Given exercise —
Locate each line in the outline records below that contains the string "building", and copy every such line.

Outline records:
——————
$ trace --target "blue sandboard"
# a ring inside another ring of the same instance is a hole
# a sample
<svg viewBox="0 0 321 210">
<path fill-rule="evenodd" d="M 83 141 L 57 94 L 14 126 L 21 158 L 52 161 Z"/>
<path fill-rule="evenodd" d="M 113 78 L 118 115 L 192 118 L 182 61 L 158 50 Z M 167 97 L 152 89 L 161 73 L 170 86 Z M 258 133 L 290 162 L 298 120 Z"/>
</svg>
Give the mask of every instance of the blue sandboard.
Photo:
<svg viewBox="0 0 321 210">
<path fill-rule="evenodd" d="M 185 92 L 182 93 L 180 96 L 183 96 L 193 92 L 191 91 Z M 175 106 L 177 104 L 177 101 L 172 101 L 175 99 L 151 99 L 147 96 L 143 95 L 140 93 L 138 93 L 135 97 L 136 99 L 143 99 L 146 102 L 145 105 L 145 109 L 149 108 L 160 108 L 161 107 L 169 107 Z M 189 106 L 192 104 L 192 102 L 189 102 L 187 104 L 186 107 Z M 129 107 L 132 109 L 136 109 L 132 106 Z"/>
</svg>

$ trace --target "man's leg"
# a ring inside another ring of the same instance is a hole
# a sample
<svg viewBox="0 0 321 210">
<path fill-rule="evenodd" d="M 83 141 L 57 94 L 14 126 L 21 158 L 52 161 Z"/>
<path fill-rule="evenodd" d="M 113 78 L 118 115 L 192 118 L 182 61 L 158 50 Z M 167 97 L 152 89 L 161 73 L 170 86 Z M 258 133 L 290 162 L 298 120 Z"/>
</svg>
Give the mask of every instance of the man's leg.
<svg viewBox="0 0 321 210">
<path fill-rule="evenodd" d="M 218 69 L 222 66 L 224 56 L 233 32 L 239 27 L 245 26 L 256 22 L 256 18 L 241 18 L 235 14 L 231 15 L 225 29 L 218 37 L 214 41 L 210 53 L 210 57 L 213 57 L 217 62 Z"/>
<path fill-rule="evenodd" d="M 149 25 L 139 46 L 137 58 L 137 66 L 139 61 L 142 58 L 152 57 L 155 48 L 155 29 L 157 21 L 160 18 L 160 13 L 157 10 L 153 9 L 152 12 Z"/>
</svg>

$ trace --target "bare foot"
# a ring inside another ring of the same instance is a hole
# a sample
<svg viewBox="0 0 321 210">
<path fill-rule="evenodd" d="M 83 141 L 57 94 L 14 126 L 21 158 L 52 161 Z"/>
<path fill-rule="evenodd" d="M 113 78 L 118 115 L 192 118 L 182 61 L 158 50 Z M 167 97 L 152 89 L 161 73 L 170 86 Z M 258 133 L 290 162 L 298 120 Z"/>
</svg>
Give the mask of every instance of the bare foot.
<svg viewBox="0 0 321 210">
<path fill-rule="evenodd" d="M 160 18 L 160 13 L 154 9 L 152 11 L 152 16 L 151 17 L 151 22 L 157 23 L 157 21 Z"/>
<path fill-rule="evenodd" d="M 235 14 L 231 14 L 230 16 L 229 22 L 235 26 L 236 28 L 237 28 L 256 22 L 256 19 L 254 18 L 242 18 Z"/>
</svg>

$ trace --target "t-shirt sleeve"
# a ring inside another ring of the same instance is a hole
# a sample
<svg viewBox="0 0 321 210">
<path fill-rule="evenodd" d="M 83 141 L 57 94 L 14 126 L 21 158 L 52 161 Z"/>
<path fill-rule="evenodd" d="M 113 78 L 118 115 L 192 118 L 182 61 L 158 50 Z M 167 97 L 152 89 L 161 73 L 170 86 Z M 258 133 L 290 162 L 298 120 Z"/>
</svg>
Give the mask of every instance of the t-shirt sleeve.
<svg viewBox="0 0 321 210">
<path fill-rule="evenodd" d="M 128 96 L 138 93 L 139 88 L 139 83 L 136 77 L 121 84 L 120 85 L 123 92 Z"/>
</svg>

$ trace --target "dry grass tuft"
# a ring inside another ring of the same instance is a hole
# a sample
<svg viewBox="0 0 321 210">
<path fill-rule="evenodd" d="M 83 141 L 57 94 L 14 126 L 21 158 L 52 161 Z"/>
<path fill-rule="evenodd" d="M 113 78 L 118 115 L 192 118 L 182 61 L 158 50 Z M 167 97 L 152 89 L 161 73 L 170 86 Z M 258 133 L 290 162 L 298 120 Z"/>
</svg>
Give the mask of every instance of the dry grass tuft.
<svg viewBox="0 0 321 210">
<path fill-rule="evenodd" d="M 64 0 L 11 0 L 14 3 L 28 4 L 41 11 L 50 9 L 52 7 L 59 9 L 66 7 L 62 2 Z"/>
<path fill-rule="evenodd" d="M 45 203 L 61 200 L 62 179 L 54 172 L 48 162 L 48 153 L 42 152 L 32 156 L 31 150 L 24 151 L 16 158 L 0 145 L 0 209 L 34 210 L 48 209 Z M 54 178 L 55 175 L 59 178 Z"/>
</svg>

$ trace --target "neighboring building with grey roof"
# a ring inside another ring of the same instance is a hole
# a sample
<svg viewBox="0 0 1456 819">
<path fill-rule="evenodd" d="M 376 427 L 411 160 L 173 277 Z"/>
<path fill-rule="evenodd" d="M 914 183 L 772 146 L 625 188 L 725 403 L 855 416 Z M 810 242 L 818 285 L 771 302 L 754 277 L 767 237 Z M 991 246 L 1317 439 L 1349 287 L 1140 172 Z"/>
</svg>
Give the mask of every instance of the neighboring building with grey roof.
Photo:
——————
Exercise result —
$ trace --target "neighboring building with grey roof"
Give the mask of every instance of the neighboring building with grey roof.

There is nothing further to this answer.